[Image box annotation records]
>>>>>

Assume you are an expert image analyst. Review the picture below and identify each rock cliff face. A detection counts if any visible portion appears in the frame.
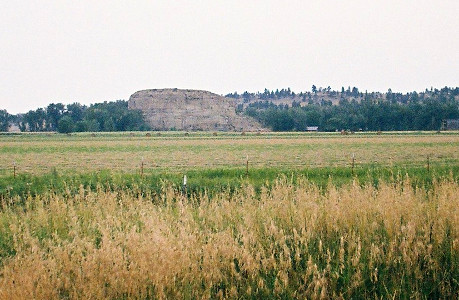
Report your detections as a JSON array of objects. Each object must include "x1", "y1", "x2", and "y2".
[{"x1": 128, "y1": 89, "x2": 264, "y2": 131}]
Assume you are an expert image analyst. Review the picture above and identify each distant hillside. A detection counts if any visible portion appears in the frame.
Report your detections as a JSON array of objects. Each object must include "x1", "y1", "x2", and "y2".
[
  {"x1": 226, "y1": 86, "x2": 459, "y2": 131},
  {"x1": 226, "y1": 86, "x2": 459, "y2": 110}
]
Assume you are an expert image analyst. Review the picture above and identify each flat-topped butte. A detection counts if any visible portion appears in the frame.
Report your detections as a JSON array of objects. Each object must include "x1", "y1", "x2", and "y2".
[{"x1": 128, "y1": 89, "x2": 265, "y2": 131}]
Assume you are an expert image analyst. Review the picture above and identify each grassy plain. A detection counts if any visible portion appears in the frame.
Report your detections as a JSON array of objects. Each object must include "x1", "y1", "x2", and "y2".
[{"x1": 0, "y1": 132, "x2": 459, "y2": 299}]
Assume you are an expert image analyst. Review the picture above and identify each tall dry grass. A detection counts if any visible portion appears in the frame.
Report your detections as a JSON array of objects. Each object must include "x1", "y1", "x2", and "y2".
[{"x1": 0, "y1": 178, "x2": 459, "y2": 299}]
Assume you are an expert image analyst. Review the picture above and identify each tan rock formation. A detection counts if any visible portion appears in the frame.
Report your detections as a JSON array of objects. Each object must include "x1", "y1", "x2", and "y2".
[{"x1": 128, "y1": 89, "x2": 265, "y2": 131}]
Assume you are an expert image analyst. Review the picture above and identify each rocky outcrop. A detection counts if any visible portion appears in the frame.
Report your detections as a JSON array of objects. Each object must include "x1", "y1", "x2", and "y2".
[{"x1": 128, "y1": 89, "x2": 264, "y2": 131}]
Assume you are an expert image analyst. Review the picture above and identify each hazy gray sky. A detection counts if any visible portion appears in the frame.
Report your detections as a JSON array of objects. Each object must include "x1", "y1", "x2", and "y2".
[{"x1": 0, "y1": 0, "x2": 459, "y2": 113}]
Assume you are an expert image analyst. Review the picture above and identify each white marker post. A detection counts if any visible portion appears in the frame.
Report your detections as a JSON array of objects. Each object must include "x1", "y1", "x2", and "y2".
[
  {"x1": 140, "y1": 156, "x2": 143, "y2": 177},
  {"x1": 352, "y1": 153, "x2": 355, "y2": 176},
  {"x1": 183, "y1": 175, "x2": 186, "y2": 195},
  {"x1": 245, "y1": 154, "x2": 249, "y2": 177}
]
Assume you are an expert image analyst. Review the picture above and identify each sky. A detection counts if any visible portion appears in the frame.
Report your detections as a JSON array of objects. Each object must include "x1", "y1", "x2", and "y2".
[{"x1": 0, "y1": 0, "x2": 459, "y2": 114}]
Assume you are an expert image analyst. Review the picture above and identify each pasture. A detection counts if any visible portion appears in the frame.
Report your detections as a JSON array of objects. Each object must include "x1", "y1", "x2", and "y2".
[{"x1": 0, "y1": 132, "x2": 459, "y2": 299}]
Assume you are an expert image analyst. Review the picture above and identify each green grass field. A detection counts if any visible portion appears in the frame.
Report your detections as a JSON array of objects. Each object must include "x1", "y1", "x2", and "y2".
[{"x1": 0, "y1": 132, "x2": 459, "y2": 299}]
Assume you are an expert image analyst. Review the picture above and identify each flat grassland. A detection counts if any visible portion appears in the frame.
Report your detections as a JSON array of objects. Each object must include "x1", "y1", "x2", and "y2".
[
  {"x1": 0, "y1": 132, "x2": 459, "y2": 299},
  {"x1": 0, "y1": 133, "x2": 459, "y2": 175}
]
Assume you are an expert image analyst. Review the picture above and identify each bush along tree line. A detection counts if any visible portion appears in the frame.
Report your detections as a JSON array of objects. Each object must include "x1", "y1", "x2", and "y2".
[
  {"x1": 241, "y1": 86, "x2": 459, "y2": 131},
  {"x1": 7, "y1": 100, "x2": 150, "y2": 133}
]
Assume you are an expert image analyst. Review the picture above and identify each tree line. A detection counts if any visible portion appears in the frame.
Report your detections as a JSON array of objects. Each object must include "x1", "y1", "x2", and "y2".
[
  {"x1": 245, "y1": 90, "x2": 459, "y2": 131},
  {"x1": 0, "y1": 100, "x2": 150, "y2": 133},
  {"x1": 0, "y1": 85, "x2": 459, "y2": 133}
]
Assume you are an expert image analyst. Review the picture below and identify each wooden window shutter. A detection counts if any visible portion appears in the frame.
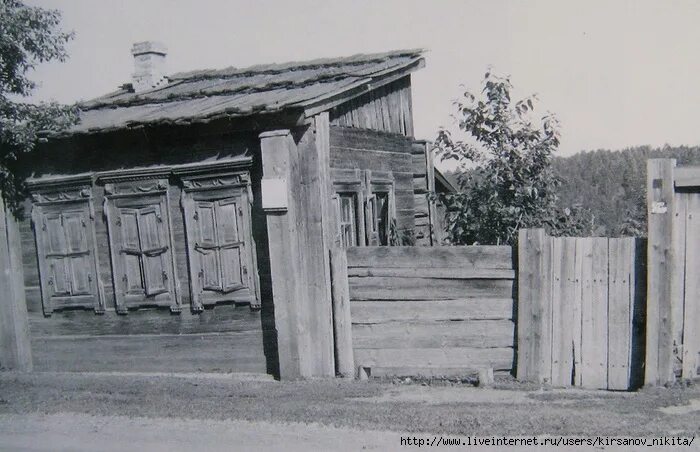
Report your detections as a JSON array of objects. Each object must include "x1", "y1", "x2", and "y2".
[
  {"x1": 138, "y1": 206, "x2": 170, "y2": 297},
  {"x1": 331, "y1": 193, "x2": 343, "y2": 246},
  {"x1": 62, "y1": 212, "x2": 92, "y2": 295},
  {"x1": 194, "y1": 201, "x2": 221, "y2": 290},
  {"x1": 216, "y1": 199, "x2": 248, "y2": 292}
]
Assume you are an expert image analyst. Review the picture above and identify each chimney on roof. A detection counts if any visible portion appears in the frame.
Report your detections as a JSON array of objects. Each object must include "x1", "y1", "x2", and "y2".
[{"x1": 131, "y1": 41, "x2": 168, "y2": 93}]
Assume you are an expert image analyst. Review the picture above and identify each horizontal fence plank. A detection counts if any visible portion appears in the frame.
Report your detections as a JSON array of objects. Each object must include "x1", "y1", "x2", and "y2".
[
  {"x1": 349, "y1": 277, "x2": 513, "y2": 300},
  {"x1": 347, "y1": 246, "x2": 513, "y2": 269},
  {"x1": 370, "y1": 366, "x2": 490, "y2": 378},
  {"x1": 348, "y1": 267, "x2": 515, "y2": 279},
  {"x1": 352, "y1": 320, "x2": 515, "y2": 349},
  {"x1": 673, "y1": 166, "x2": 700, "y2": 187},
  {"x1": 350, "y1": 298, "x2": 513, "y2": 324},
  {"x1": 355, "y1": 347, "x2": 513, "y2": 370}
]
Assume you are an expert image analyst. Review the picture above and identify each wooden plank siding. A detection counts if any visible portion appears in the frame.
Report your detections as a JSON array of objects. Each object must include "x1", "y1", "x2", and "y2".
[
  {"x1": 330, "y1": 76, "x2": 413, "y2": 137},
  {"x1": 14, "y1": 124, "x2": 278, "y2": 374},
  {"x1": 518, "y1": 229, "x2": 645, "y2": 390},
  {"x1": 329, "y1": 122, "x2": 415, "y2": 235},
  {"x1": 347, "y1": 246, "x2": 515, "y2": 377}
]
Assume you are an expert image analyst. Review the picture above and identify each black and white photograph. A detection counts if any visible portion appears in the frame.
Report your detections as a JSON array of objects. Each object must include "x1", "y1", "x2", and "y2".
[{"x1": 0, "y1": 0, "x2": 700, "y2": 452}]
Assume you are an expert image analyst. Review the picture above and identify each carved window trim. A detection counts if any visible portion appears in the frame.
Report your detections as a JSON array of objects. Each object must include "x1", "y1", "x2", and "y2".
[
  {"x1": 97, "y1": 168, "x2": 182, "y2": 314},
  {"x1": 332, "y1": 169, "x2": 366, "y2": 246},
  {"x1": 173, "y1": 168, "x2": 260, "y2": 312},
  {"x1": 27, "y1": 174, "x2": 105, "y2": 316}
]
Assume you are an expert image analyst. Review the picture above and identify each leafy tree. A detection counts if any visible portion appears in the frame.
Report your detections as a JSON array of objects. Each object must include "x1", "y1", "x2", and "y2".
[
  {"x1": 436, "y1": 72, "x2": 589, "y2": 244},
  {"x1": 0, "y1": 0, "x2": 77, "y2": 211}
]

<<<<<

Will you set down the records word for word while leaving out every picture?

Assume you are an expert image analyst. Review the picture below and identify each rock cliff face. A detection counts if any visible portion appears in the frame.
Report your detections as a JSON array of objects. Each object must include "x1", "y1", "x2", and "y2".
[{"x1": 128, "y1": 89, "x2": 264, "y2": 131}]
Assume you are an expert image analyst. Review the picture above and identify each distant hillside. A detection counts if any visible portion appears in the frame.
Report your detections as a JSON array of objects. Each object must include "x1", "y1", "x2", and "y2".
[
  {"x1": 226, "y1": 86, "x2": 459, "y2": 131},
  {"x1": 226, "y1": 86, "x2": 459, "y2": 110}
]
Assume you are an expert image analyst. Review the picture above and identify each flat-topped butte. A detection counts if any visible portion appears in the frame.
Report your detections as a JSON array of objects. Each object must include "x1", "y1", "x2", and "y2".
[{"x1": 128, "y1": 89, "x2": 265, "y2": 131}]
Assume you are an expert image analyst. Review the picture above and identify each grassy plain. A detection counts if any visible portion appears in the frame.
Report your detections as a JSON array of objects. Each object must include "x1", "y1", "x2", and "y2".
[{"x1": 0, "y1": 132, "x2": 459, "y2": 299}]
Assume you are an expert image analyst. Review the picture above and identify each tall dry grass. A detection counts if any visible portion appears in the frame.
Report your detections as a JSON array of objects. Each object must include "x1", "y1", "x2", and "y2".
[{"x1": 0, "y1": 178, "x2": 459, "y2": 299}]
Assume you are an expert image analyst. Review the picture above and identify each tan rock formation. A detection counts if any visible portion appears in the frame.
Report your detections as a JSON array of objects. Each object must include "x1", "y1", "x2", and "y2".
[{"x1": 128, "y1": 89, "x2": 265, "y2": 131}]
Assume you are an expert image analyst. Review the picture above and identify each rocky outcrop. A detection counts if any visible portion appears in the frame.
Report your detections as a JSON array of objects. Each object must include "x1", "y1", "x2", and "y2".
[{"x1": 128, "y1": 89, "x2": 264, "y2": 131}]
Assume you are an expert image analyst. Review the picture above and identify each hazy gray sky. A detection counts if any visible portion appears in the frame.
Report your detections as a JSON array of objects. Each object must include "x1", "y1", "x2", and "y2".
[{"x1": 0, "y1": 0, "x2": 459, "y2": 113}]
Assume you are an expert image analyst. Review the picture above and identify each white marker post. A detection counts if any visible portion appears in the frame.
Report your detections as a JSON array of objects. Each object must include "x1", "y1", "x2", and "y2".
[
  {"x1": 140, "y1": 156, "x2": 143, "y2": 177},
  {"x1": 352, "y1": 153, "x2": 355, "y2": 176},
  {"x1": 183, "y1": 175, "x2": 186, "y2": 195},
  {"x1": 245, "y1": 154, "x2": 249, "y2": 177}
]
Assume you are an expert image analyst. Review the picture above and identify each sky. A detection counts if any visible portion appears in the frame.
Report your detections as a JSON array of objects. Each object must include "x1", "y1", "x2", and "y2".
[{"x1": 0, "y1": 0, "x2": 459, "y2": 114}]
Assume you are an expert image analyst. Review the picture above and identify each pasture. A detection counts if any visible portion appears in the frame.
Report your detections as a JSON array of objects. Each object must include "x1", "y1", "x2", and "y2".
[{"x1": 0, "y1": 132, "x2": 459, "y2": 299}]
Assume you are an expert image analyst. Review the picture above and identify each green grass field. A detection counts if any visible portion appears in the frame.
Report your detections as a JSON array of objects. Each object must include "x1", "y1", "x2", and "y2".
[{"x1": 0, "y1": 132, "x2": 459, "y2": 299}]
Assume you are an expert image analyst. Review the picture above and identify each flat grassland. A detection counts if any visible portion appears in the frame.
Report your detections as a JSON array of objects. Each object must include "x1", "y1", "x2", and "y2".
[
  {"x1": 0, "y1": 132, "x2": 459, "y2": 299},
  {"x1": 0, "y1": 133, "x2": 459, "y2": 175}
]
Assume you are an expert image analyst. Review the picture above and identify each bush along tree line. A detection counts if any visible portion appears in the frame.
Report your detections as a JSON array of objects. Each object must include "x1", "y1", "x2", and "y2".
[
  {"x1": 241, "y1": 86, "x2": 459, "y2": 131},
  {"x1": 7, "y1": 100, "x2": 150, "y2": 133}
]
Assume you are an expert image analyst. Review the picture above and identify each tree line. A detection counts if any visible portion appears in the frame.
Report your detections as a JSON array of objects. Each object must include "x1", "y1", "x2", and "y2".
[
  {"x1": 245, "y1": 90, "x2": 459, "y2": 131},
  {"x1": 0, "y1": 100, "x2": 150, "y2": 133},
  {"x1": 0, "y1": 85, "x2": 459, "y2": 133}
]
Assume you are an expert image analyst. Review the picture below and identify each wooden window shutter. A detection counts if any visible portion appears in the frame.
Report your detections as a JSON array of objects. Each object must include "x1", "y1", "x2", and "y2".
[
  {"x1": 138, "y1": 206, "x2": 170, "y2": 297},
  {"x1": 331, "y1": 193, "x2": 343, "y2": 246},
  {"x1": 62, "y1": 212, "x2": 92, "y2": 295},
  {"x1": 194, "y1": 201, "x2": 221, "y2": 290},
  {"x1": 216, "y1": 199, "x2": 248, "y2": 292}
]
Assume you are an expert image analyst. Review the picture above and identify each chimney on roof. A detection counts if any visible portion appears in the frame.
Report your detections as a JSON array of objects. Each object must include "x1", "y1", "x2", and "y2".
[{"x1": 131, "y1": 41, "x2": 168, "y2": 93}]
Assume you are an expert image analyst. Review the picture above and identify each horizontal fence plank. A detection counts if any visible portion appears in the frame.
Report your detections as a JSON array of objects. Each object must include "x1", "y1", "x2", and "y2".
[
  {"x1": 349, "y1": 277, "x2": 513, "y2": 300},
  {"x1": 347, "y1": 246, "x2": 513, "y2": 269},
  {"x1": 370, "y1": 366, "x2": 490, "y2": 378},
  {"x1": 348, "y1": 267, "x2": 515, "y2": 279},
  {"x1": 352, "y1": 320, "x2": 515, "y2": 349},
  {"x1": 673, "y1": 166, "x2": 700, "y2": 187},
  {"x1": 350, "y1": 298, "x2": 513, "y2": 324},
  {"x1": 355, "y1": 347, "x2": 513, "y2": 370}
]
Assume you are an expert image analyst. Review the picture above and identify each wooden plank siding. A detection counts if any visible portion appears in the frame.
Report your detections as a JSON array of objects. Each object must include "x1", "y1", "x2", and "y2".
[
  {"x1": 330, "y1": 76, "x2": 413, "y2": 137},
  {"x1": 14, "y1": 124, "x2": 278, "y2": 374},
  {"x1": 518, "y1": 229, "x2": 645, "y2": 390},
  {"x1": 329, "y1": 122, "x2": 415, "y2": 235},
  {"x1": 347, "y1": 246, "x2": 515, "y2": 377}
]
Assume you are an expert image analyst. Review the picture above and identify each black and white photograph. A detection counts if any visible portion appears in the frame.
Report your detections as a JSON array of objects. Each object must include "x1", "y1", "x2", and "y2".
[{"x1": 0, "y1": 0, "x2": 700, "y2": 452}]
Assume you are an expert image analyst. Review the picture above and identify each carved window trim. A detection counts if any visible portion appears in the frame.
Report your detections as a JSON array of objects. Each object must include "x1", "y1", "x2", and "y2".
[
  {"x1": 97, "y1": 168, "x2": 182, "y2": 314},
  {"x1": 332, "y1": 169, "x2": 366, "y2": 246},
  {"x1": 173, "y1": 168, "x2": 260, "y2": 312},
  {"x1": 27, "y1": 174, "x2": 105, "y2": 316}
]
Assume you are an expert image analyst. Review the picture above and identify each leafy tree. A detection counts if any visible portion appears in the frame.
Report your detections as a JSON array of objects. Each object must include "x1", "y1", "x2", and "y2".
[
  {"x1": 436, "y1": 72, "x2": 589, "y2": 244},
  {"x1": 0, "y1": 0, "x2": 77, "y2": 211}
]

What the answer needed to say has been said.